» **QUOTED PASSAGE**:
══════════════════════════════

If your home is on a private well rather than city water, the smell can also come from the well itself, so test there too if it shows up in cold water as well. Most Phoenix homes are on city water, where this smell almost always points to the water heater rather than the supply, so the tank is the right place to start.
Smells like sewer near a drain? A dried-out P-trap
If the smell is strongest near a sink, shower, or floor drain, you are smelling sewer gas, and the cause is usually a dry P-trap. Every drain has a U-shaped bend that holds a few inches of water, and that water seals the pipe so sewer gas cannot rise into the room. The International Plumbing Code, Section 1002.4, sets that seal at "not less than 2 inches and not more than 4 inches" of water. When the water evaporates, the seal is gone and the gas comes through.
This happens most in drains you rarely use: a guest bathroom, a basement floor drain, a laundry sink, or a tub in a spare room. In Phoenix's dry heat, an unused trap can lose its seal in a few weeks. The fix is as easy as the cause: pour a quart or two of water down each unused drain, and add a little water to toilet bowls in rooms you do not use. If the smell clears within a day, a dry trap was the answer.
This is also where the word "methane" comes up. People often call a sewer smell a "methane smell," but methane is actually odorless. Sewer gas is a mix, and the part you smell is the hydrogen sulfide, not the methane. So a "methane smell" in a house is really sewer gas, and the cause and fix are the same as above. If refilling the traps does not help, the smell could come from a dry or broken toilet wax ring, a blocked plumbing vent on the roof, or a cracked sewer line under the house, all of which need a plumber.
How to tell the three apart fast
Use where and when you smell it to narrow the cause in under a minute.
| Clue | Natural gas leak | Water heater | Sewer gas (dry trap) |
|---|---|---|---|
| Where | Near a gas appliance or meter, or all over | Only at hot water taps | Near a sink, shower, or floor drain |
| When | Steady, or when an appliance runs | Only when hot water runs | After a drain sits unused; worse on hot days |
| Other signs | Hissing, pilot out, dead plants outside | Smell fades on cold water | Gurgling drains, drain flies |
| First step | Leave and call 911 + 877-860-6020 | Flush or treat the heater | Pour water down the drain |
When to call a pro and when you can handle it
You can safely handle two of these three yourself. A dry trap just needs water, and a smelly water heater often clears with a flush or an anode swap, though replacing an anode rod is a job many homeowners hand to a plumber. The natural gas case is the one you never handle alone. If the smell is strong, spreading, or near gas equipment, the only correct move is to leave and call.
Here is the danger you should know about sewer gas, so you take a lingering smell seriously. According to the ATSDR, people can smell hydrogen sulfide at very low levels, far below where it harms you, which is why even a faint odor is worth fixing. But at high concentrations the body loses the ability to smell it within 2 to 15 minutes, so a strong smell that seems to fade is not proof the air is safe. The takeaway for any rotten-egg smell: identify the source, do not just cover it. Rule out gas first, check whether it is tied to hot water or to a drain, and you will land on the right fix quickly. When in doubt, or when the smell will not go away after the easy fixes, call a licensed plumber to find the source for certain.

══════════════════════════════

» **QUESTIONS**:
A. In the household odor guide above, condense the paragraph beginning "This happens most in drains you rarely use" into a short bulleted list that keeps its main facts.
B. According to the household odor guide, how much water does International Plumbing Code Section 1002.4 require in a trap seal?

══════════════════════════════

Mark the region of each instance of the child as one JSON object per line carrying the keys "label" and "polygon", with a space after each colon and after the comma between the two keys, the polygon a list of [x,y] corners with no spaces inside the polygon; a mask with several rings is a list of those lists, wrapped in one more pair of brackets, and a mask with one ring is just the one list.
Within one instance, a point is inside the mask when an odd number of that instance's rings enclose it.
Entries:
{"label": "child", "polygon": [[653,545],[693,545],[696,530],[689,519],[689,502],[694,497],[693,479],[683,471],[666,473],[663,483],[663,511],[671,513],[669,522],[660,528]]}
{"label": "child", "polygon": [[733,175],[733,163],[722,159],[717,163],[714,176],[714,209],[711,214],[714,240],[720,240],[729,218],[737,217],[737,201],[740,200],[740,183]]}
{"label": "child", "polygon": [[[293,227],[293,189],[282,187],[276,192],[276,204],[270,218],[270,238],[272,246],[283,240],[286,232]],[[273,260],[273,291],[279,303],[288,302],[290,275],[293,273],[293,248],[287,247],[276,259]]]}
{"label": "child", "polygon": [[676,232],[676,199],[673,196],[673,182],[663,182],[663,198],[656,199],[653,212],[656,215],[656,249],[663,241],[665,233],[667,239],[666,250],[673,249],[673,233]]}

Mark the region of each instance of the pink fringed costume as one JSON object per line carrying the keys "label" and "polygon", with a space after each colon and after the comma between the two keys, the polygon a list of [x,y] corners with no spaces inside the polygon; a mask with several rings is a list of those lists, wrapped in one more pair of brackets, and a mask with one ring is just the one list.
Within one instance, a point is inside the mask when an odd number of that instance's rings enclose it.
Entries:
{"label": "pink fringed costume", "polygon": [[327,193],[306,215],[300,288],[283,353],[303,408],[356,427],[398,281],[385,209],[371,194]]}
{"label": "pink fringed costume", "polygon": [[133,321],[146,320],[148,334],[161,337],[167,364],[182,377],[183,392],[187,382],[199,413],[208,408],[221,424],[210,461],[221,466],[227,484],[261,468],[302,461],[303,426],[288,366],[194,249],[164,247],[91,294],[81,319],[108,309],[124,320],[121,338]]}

══════════════════════════════

» **ANSWERS BY ITEM NUMBER**:
A.
- Dry traps happen most in rarely used drains: a guest bathroom, a basement floor drain, a laundry sink, or a tub in a spare room.
- In Phoenix's dry heat, an unused trap can lose its seal in a few weeks.
- Fix: pour a quart or two of water down each unused drain, and add a little water to toilet bowls in unused rooms.
- If the smell clears within a day, a dry trap was the cause.

B. Not less than 2 inches and not more than 4 inches of water.